* _Entries_:
▬▬▬

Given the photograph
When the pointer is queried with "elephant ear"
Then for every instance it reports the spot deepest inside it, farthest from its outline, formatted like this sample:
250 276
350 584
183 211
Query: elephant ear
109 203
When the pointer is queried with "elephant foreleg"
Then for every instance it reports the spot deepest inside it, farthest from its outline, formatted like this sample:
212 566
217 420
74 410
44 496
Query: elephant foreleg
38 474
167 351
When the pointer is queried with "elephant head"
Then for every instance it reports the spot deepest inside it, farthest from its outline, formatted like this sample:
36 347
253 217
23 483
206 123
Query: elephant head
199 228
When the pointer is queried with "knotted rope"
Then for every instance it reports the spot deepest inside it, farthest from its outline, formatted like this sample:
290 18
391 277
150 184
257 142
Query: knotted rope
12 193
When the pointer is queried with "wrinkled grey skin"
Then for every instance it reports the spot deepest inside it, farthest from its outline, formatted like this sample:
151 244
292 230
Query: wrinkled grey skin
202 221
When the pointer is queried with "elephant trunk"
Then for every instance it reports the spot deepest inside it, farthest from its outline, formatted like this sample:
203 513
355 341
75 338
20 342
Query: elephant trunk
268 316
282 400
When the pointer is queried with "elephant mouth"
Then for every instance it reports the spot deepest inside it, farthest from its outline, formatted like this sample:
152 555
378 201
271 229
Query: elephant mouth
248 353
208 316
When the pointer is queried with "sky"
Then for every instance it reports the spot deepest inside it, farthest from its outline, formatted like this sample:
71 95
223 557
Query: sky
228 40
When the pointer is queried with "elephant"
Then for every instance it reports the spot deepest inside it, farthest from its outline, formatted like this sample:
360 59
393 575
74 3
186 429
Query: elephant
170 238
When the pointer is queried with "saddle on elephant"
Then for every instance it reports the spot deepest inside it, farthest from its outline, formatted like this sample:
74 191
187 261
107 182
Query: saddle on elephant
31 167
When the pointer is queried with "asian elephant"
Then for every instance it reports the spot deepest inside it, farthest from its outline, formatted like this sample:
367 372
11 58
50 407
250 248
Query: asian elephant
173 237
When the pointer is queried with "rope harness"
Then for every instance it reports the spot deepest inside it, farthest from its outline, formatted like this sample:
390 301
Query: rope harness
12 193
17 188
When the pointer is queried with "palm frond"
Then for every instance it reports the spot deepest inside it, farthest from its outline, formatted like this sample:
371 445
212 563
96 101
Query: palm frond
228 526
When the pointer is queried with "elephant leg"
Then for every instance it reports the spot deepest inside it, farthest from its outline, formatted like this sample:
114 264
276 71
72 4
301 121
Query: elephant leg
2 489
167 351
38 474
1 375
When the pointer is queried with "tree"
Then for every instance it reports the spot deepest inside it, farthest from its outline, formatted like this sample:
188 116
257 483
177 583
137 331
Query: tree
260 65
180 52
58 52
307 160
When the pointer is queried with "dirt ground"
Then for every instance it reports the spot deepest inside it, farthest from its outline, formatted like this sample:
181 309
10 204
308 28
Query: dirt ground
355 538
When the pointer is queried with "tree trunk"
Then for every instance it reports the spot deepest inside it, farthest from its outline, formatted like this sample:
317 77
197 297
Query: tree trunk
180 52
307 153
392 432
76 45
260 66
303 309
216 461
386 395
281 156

▬▬▬

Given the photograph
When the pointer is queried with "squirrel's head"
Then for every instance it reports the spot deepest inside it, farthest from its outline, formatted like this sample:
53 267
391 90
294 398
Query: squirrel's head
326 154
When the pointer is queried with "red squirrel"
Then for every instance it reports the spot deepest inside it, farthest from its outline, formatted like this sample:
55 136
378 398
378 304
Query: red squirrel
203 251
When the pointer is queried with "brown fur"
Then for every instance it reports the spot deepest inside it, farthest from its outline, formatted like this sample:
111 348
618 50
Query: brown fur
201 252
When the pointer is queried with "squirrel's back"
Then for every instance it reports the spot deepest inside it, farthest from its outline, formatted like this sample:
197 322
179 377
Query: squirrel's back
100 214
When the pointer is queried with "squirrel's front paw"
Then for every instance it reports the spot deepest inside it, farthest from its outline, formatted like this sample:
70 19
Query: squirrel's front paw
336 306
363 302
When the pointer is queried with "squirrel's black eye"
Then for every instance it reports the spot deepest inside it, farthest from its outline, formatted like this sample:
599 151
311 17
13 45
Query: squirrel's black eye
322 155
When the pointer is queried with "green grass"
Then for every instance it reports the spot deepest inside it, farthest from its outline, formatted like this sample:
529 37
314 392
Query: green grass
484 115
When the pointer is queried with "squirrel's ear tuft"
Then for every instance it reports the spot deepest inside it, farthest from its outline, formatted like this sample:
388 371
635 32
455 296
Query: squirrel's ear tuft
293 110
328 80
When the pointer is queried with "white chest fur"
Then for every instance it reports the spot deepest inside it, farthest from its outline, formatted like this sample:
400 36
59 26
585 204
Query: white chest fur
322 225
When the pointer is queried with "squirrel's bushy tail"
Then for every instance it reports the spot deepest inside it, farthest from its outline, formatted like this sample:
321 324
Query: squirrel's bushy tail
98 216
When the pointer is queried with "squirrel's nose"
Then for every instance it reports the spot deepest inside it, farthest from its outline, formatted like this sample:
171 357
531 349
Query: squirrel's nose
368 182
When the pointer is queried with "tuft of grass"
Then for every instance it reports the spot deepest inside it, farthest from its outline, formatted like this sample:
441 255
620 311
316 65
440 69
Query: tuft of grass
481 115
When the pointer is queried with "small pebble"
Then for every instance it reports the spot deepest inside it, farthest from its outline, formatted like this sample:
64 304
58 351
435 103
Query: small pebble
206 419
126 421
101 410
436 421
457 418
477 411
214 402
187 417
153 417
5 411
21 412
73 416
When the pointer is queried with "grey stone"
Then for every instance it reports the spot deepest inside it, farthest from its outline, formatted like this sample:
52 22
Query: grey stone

▬▬▬

Find every line in the records that contains the word "tuft" and copy each of those lines in full.

* _Complete response_:
When the pointer is queried with "squirrel's ear tuft"
Query: squirrel's ear tuft
When the pointer is queried with "tuft of grass"
Query: tuft of grass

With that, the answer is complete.